** SUPPLIED PASSAGE **
-- Start --

Answer
$\left\{-6,-2\right\}$
Work Step by Step
Multiplying by the $LCD=
x
,$ the given equation $
\dfrac{-12}{x}=x+8
,$ is equivalent to
\begin{align*}\require{cancel}
x\left(\dfrac{-12}{x}\right)&=(x+8)x
\\\\
-12&=x^2+8x
\\
0&=x^2+8x+12
\\
x^2+8x+12&=0
.\end{align*}
Using the factoring of trinomials, the factored form of the equation above is
\begin{align*}
(x+6)(x+2)&=0
.\end{align*}
Equating each factor to zero (Zero Product Property) and solving for the variable, then
\begin{array}{l|r}
x+6=0 & x+2=0
\\
x=-6 & x=-2
.\end{array}
Checking the solutions in the given equation results to
\begin{array}{l|r}
\text{If }x=-6: & \text{If }x=-2:
\\\\
\dfrac{-12}{-6}\overset{?}=-6+8 &
\dfrac{-12}{-2}\overset{?}=-2+8
\\\\
2\overset{\checkmark}=2 &
6\overset{\checkmark}=6
.\end{array}
Since both solutions satisfy the given equation, then the solution set of the equation $
\dfrac{-12}{x}=x+8
$ is $\left\{-6,-2\right\}$.

-- End --

** EXERCISE **
In the worked solution above, what factored form is given for the equation x^2 + 8x + 12 = 0?

** DATA LINES **
-- Start --

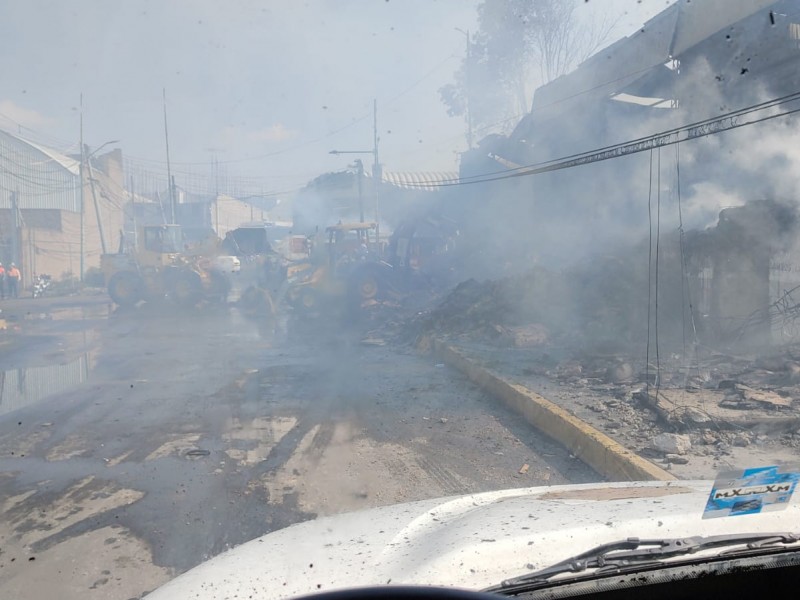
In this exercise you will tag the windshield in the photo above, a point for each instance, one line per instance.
(591, 206)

-- End --

** FULL OUTPUT **
(x + 6)(x + 2) = 0